### Task inputs
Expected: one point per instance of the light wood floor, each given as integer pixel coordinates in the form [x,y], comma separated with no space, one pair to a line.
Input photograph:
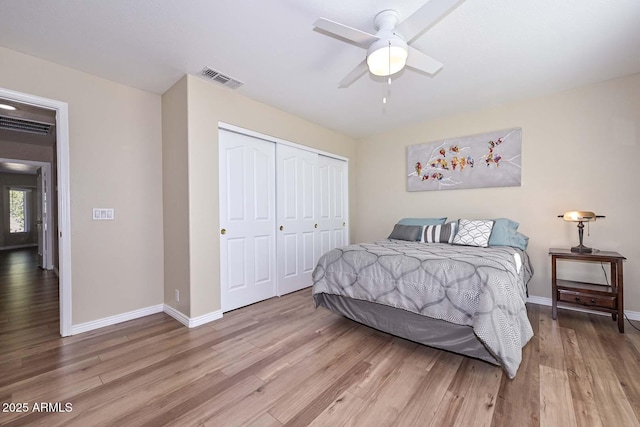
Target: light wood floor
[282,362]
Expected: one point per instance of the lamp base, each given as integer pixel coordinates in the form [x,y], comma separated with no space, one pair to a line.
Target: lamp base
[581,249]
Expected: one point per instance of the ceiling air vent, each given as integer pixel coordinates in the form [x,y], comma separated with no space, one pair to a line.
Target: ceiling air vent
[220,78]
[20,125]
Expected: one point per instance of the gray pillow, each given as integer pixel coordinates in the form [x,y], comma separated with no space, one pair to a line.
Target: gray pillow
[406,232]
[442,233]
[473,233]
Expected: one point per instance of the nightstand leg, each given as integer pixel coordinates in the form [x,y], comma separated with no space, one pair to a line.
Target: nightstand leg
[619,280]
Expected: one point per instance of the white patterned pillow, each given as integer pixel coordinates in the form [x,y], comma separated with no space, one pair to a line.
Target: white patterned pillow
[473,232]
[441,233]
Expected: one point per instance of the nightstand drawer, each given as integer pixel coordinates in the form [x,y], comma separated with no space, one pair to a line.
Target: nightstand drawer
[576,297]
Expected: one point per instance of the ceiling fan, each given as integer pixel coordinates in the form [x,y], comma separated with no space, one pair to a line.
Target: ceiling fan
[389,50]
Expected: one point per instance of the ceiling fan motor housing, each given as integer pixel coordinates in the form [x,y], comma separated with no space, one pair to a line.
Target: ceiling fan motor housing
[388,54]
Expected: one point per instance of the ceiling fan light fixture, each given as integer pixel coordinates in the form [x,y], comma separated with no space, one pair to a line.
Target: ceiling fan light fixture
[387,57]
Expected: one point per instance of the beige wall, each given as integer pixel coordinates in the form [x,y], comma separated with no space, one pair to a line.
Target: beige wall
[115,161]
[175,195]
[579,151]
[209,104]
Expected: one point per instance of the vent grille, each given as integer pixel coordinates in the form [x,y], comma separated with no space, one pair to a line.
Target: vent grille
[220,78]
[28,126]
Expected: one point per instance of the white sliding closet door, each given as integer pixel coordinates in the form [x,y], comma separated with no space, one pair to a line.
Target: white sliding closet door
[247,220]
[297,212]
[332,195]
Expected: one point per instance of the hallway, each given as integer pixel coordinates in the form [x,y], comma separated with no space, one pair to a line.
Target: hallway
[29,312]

### Exercise description
Copy each line of the records precisely and drop any images they hold.

### Solved exercise
Expected: one point per instance of the light wood floor, each given as integer pixel coordinates in the form [x,y], comma separated with no space, one pair to a line.
Input photograph:
Target: light wood floor
[282,362]
Expected: one point per instance of the lamp base, each given as integer pixel coordinates in the form [x,y], comma separated with no space, one pair to a line.
Target: lamp base
[581,249]
Expected: one point per instance of the ceiling air vent, each given as integer pixel coordinates in the form [x,y], comma separated with no space, one pair to a line.
Target: ceiling air vent
[220,78]
[20,125]
Expected: one point per instance of the gray pillow, each given as integer pixel coordinates in the form [x,y], comma separated with no space, one pair to a line.
Target: gray pillow
[406,232]
[442,233]
[473,233]
Expected: one point per instance of the nightstand leg, each given as integer pixel coordinates in the form [x,y], comma separated with no space, one pair to a line.
Target: nightstand leg
[619,280]
Expected: one point per instance of the white patterned pillow, each given as integer pixel coordinates in the form [x,y], comma separated with no space, one pair to a line.
Target: white patterned pillow
[473,232]
[441,233]
Expected: one point per instance of the nightstand drawer, each given as integer pixel coordinates in the form [x,y], comma separated with no space, one pair to a line.
Target: nightstand drawer
[576,297]
Expected: one point per instance of the ceiling fan, each given as integer pixel coordinates in the form [x,y], comma separated with no space, one pair to a line.
Target: ceiling fan
[389,50]
Expected: one point per instance of the ceiling fan motor housing, each given as integer pixel coordinates in the form [x,y], comma separated with no space, one pair to a line.
Target: ceiling fan motor housing
[388,54]
Expected: one point per instance of the ceiling fan light fixture, each given as integer pixel coordinates in the form [x,y], comma separated with no space, one pair to a line.
Target: ceiling fan light fixture
[387,57]
Expected: one point per instance of the beige wall, each given as integer pixel coordinates in the form [x,y], comma separated with no space, one pair to a line.
Target: beige wall
[115,161]
[175,195]
[579,151]
[209,104]
Expected: one point per instance of the vent grille, each given as integer pixel coordinates in the form [x,y], comma separated with no space, one pair to a line.
Target: vent grille
[220,78]
[28,126]
Expected: one point per instance of the white sliding closet door, each given as integer pixel coordinates in the form [x,y], comma separated with no space, one pair to a line.
Target: white sliding closet door
[247,220]
[297,212]
[332,195]
Expected: one point per instance of the hallway, each given as integer pixel coordinates in the form [x,y], comma separated with no space, one pair to a line.
Target: hallway
[29,312]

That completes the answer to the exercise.